• **WHAT THE TASK ASKS**
Print each of the rows below word for word, with no changes.
::::::
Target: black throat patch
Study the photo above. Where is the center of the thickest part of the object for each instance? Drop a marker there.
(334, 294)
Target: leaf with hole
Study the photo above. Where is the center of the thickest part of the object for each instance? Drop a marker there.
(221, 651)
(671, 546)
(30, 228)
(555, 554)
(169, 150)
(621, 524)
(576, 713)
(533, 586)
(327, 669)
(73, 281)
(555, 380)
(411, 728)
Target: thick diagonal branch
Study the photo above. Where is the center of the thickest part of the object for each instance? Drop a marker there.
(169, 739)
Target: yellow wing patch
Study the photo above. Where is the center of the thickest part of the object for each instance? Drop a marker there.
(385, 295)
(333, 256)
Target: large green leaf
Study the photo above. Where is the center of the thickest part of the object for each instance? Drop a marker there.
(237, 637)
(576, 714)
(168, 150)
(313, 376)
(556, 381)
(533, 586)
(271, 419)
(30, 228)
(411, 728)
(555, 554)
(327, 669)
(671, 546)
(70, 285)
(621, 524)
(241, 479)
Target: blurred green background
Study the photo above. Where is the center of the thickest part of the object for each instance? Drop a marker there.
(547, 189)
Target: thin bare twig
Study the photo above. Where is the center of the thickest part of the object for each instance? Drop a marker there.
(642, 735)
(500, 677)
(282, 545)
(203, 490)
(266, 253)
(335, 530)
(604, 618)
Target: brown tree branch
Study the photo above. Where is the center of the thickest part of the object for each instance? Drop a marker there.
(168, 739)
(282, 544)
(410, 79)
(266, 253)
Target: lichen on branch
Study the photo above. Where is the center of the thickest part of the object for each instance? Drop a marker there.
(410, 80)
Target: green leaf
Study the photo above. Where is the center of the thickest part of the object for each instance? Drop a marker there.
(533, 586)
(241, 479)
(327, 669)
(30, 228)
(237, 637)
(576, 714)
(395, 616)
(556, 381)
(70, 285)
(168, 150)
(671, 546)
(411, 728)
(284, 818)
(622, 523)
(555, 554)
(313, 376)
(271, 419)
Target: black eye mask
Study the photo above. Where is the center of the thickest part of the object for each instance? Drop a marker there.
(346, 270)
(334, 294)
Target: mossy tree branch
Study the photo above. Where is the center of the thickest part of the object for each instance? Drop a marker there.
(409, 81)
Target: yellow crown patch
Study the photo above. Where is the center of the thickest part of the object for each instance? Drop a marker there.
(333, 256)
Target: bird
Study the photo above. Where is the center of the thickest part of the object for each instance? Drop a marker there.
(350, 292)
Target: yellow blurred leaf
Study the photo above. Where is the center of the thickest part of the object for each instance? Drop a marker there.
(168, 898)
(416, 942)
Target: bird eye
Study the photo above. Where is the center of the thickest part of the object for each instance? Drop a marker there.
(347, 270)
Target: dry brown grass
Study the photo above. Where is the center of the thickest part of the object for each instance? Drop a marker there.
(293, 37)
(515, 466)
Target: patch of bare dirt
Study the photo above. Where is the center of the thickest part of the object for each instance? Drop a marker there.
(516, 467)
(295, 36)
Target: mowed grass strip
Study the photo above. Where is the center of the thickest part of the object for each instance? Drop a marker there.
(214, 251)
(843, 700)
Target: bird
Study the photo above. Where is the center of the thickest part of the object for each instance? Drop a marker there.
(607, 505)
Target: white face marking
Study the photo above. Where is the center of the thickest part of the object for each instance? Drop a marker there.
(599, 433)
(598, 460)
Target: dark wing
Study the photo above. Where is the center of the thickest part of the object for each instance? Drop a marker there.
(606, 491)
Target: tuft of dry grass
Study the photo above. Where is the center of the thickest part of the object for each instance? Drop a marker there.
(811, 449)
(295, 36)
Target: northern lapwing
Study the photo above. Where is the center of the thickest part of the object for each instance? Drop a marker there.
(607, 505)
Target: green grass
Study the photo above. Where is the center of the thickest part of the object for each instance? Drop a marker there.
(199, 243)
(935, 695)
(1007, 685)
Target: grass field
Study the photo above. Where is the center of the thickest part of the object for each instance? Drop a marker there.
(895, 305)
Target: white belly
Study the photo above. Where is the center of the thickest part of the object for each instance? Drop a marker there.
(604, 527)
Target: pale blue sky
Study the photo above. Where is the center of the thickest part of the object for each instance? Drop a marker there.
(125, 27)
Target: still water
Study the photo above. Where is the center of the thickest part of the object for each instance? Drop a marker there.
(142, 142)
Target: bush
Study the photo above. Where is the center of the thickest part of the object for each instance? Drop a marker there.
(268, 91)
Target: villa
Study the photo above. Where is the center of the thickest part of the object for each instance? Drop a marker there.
::::::
• **FINAL RESULT**
Target: black throat patch
Study the photo above. Where is the center of the thickest part of the object for each instance? Drop a marker there.
(334, 294)
Target: leaf with hole
Study the photo above. Where is the center of the thickest part of the object for each instance? Drop a marker there.
(221, 651)
(671, 546)
(30, 228)
(555, 554)
(169, 150)
(621, 524)
(576, 713)
(533, 586)
(327, 669)
(73, 281)
(555, 380)
(411, 728)
Target: thick diagonal branch
Study the photo above. Where is the center of the thickest part of the object for each instance? Drop a marker there.
(169, 739)
Target: yellow wing patch
Study the photo above. Where is the center of the thickest part of the object for each instance? Drop a marker there.
(385, 295)
(333, 256)
Target: large green leaf
Study the photo above. Where is the center of the thickest part of the object for each instance? Drop a marker there.
(237, 637)
(576, 714)
(168, 150)
(313, 376)
(556, 381)
(533, 586)
(271, 419)
(30, 228)
(411, 728)
(555, 554)
(327, 669)
(671, 546)
(70, 285)
(621, 524)
(241, 479)
Target: blurred green background
Study the photo above. Where is the center of the thickest part of the object for each instance? Drop a marker there.
(547, 189)
Target: thin bare twig
Study the photo above. Where is the center of the thickest part of the object for each instance? Drop a marker there.
(642, 735)
(500, 677)
(282, 545)
(203, 490)
(266, 253)
(335, 530)
(604, 618)
Target: brown tree branch
Study the photo above. Where is the center of the thickest part of the object for each instance? Drop a marker there.
(168, 739)
(282, 544)
(410, 79)
(266, 253)
Target: lichen on branch
Study the photo above. Where is the center of the thickest part of the object for each instance? Drop a marker there.
(410, 80)
Target: green leaf
Study the photo above. Where is the center of the thickest part of the object for each instance? Drop a marker there.
(533, 586)
(241, 479)
(327, 669)
(30, 228)
(237, 637)
(576, 714)
(395, 616)
(556, 381)
(70, 285)
(168, 150)
(671, 546)
(411, 728)
(284, 818)
(622, 523)
(555, 554)
(313, 376)
(271, 419)
Target: black eye mask
Study the photo above. Where is the center of the thickest part of the object for each instance? Drop a marker there.
(346, 270)
(334, 294)
Target: mossy tree branch
Study the photo above. Where is the center of the thickest part of the object for each instance? Drop a marker there.
(409, 81)
Target: yellow crown patch
Study the photo above. Where is the center of the thickest part of the object for each instance? Drop a marker there.
(333, 256)
Target: bird
Study the photo above. Where is the center of the thickest part of the object for each instance? Drop a marker there.
(350, 292)
Target: yellow blurred leaf
Study the photo above. Where is the center of the thickest part of the object for each instance? Drop a marker there.
(168, 898)
(416, 942)
Target: bird eye
Study the photo above. Where is the center of the thickest part of the object for each instance? Drop a marker there.
(347, 270)
Target: dry brown grass
Study the photo above. Where is the center of the thickest part of the object for each instance? Drop a marker there.
(293, 37)
(515, 466)
Target: patch of bare dirt
Study the photo above. Where is the center of the thickest part of the object for each instance? Drop a marker there.
(516, 467)
(295, 36)
Target: mowed grass strip
Study the photo above. Where is the center of the thickest part of the object for each instance? Drop a marker there.
(214, 251)
(843, 700)
Target: bird
Study the photo above. Where is the center of the thickest part of the object for each instance? Drop a marker there.
(607, 505)
Target: white face marking
Study the photo above. Where is the center of the thickest part of the object for each instance? Drop a marker there.
(599, 433)
(598, 460)
Target: dark wing
Study the photo above. Where is the center of the thickest part of the object for each instance? Drop a marker there.
(606, 491)
Target: tuft of dry grass
Study the photo above. Where is the center of the thickest part of the object for each instance? Drop a marker there.
(811, 449)
(295, 36)
Target: northern lapwing
Study the photo above. Where is the center of the thickest part of the object for each instance? Drop a marker there.
(607, 505)
Target: green grass
Study the photo above. Where is the center of the thickest part of the object for each instance? Drop a marker there.
(199, 243)
(935, 695)
(1007, 685)
Target: grass field
Study the photo above. Where is the center of the thickest part of the object for each instance? Drop a marker there.
(895, 305)
Target: white belly
Study the photo above. Where is the center of the thickest part of the object for each instance? Drop a marker there.
(604, 527)
Target: pale blue sky
Study the photo above. Where is the center of the thickest part of the object for each instance? Drop a marker there.
(125, 27)
Target: still water
Study the photo above. Where is the center of the thickest part of the object for each instance? Drop a marker there.
(142, 142)
Target: bush
Study the photo above. Where is the center of the thickest part of the object for each instance? Drop a marker there.
(268, 91)
Target: villa
Study the photo above. Where is the center of the thickest part of the object for each instance? Drop a marker there.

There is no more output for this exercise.